Copy each line from the data that has the word "below" in it.
(Data under study Opens)
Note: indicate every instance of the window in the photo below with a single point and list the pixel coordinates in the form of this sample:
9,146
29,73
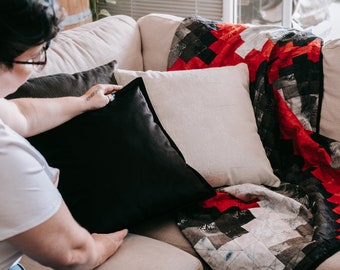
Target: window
211,9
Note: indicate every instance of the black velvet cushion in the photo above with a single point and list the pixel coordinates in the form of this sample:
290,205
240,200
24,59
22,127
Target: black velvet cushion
118,166
64,84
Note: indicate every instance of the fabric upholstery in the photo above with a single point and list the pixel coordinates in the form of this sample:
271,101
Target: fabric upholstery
95,44
117,165
139,253
330,110
156,49
208,114
64,84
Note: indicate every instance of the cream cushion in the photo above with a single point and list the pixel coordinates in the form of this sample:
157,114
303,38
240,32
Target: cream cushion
139,253
155,49
209,116
95,44
330,110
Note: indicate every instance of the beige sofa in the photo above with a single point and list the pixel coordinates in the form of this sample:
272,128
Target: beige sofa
144,45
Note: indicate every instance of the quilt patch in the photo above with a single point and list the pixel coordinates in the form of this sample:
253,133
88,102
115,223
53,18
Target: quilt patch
295,226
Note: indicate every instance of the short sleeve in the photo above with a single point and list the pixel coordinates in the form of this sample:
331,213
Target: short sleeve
28,196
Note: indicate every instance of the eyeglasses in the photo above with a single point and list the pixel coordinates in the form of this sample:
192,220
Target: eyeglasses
38,61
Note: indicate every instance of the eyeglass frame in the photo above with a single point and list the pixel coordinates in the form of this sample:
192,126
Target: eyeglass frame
35,63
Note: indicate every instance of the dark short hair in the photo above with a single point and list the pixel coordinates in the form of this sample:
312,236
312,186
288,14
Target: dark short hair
25,24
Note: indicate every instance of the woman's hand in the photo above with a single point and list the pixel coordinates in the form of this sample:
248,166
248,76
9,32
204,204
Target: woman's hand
100,95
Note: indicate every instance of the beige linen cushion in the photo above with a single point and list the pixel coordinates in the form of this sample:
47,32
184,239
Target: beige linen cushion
209,116
330,110
157,32
95,44
139,253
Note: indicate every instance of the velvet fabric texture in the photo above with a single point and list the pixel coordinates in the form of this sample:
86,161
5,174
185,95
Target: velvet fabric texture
118,166
63,84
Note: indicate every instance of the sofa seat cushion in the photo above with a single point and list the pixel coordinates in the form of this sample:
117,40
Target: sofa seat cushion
208,114
139,253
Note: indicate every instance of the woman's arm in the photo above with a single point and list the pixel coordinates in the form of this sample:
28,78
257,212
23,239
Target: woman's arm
61,243
31,116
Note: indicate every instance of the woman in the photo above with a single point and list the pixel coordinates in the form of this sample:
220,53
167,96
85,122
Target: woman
34,220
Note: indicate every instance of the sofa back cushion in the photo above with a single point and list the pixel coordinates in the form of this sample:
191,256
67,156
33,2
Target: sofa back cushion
157,32
95,44
330,110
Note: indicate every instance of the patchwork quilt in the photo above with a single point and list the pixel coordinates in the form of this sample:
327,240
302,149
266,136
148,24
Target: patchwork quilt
294,226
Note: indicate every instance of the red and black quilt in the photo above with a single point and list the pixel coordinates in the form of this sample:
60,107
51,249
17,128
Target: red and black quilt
294,226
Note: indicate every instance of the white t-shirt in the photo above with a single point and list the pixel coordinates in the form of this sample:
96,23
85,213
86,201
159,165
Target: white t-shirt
28,195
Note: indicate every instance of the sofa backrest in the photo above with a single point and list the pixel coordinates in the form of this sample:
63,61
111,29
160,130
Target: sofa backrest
95,44
330,110
157,32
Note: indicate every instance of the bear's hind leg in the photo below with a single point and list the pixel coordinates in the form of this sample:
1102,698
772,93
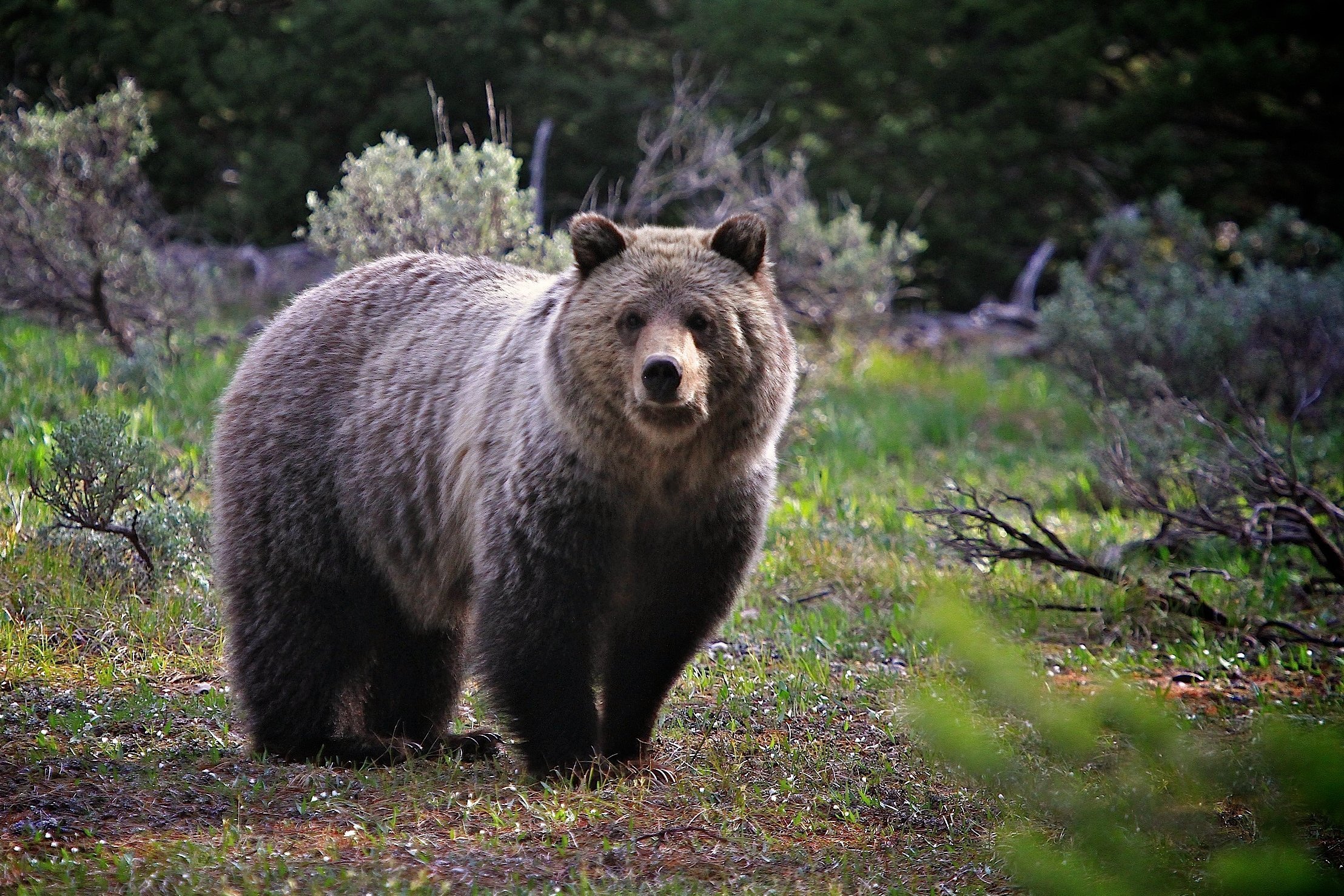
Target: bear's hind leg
413,691
295,668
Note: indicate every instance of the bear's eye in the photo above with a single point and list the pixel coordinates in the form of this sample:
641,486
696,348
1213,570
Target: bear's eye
698,323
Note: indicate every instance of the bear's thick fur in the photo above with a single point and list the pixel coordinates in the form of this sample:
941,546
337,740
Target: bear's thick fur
574,469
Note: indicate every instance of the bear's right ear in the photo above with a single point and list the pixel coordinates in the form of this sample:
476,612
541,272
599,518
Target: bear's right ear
594,239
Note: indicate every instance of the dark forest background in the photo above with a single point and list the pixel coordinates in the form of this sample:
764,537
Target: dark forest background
988,124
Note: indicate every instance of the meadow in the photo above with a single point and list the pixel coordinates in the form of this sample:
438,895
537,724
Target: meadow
795,735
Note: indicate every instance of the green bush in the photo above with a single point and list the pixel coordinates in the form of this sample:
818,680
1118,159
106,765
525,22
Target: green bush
82,230
102,483
393,199
1172,308
1113,793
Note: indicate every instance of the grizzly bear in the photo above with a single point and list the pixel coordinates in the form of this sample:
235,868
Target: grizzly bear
571,472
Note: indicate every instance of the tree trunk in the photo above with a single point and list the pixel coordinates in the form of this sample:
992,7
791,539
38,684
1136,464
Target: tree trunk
100,309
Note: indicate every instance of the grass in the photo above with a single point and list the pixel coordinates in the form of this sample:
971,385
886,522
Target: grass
121,766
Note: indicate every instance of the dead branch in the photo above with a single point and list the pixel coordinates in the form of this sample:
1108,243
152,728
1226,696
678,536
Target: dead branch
1237,484
972,527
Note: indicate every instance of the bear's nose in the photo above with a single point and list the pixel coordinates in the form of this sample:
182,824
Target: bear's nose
662,375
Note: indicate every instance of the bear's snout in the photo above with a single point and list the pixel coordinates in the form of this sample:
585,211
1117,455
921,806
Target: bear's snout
662,376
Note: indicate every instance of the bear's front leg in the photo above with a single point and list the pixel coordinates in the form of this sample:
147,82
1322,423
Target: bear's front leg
538,580
685,575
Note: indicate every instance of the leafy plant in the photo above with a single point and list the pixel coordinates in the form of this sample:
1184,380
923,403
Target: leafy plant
82,232
1112,793
100,478
832,273
1170,308
393,199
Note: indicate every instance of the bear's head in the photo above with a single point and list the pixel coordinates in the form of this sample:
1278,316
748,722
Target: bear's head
674,332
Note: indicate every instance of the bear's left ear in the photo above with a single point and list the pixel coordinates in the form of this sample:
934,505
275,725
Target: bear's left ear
742,239
594,239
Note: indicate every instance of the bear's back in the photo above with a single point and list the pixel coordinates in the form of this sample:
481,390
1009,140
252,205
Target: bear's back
343,395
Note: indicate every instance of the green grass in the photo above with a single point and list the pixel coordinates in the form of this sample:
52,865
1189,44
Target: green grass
791,735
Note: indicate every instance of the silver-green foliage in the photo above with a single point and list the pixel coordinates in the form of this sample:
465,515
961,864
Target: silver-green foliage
1178,308
839,272
81,225
100,480
393,199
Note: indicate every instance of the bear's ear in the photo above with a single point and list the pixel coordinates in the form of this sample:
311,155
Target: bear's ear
742,238
594,241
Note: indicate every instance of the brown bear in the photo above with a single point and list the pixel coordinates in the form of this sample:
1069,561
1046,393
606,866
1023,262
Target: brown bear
573,469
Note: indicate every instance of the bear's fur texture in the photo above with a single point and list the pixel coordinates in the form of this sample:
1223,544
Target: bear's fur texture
574,469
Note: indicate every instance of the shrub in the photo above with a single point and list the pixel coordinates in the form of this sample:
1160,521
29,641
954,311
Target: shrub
102,481
82,233
832,273
1171,308
393,199
1110,792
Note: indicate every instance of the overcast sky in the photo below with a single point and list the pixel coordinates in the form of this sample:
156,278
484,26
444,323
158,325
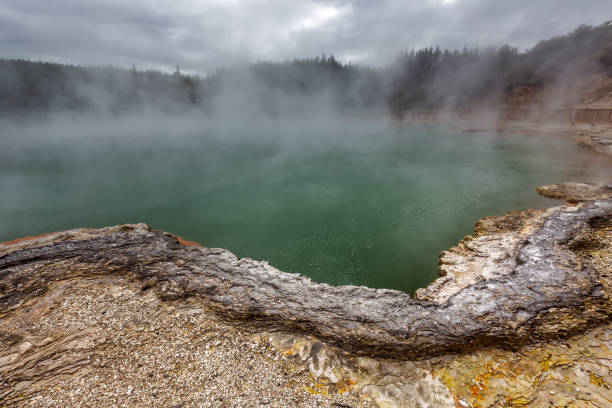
(Data under study Closes)
Finished task:
Note: indicate every instance of the window in the photo below with a single point and list the pixel coordinates in the form of this sample:
Note: indicate every instance of the bear's hind leg in the photo below with a single point and list the pixel coordinates in the form of this sample:
Note: indicate every instance of the overcast sky in the photo below with a single point and list the pixel coordinates in the form of this sample:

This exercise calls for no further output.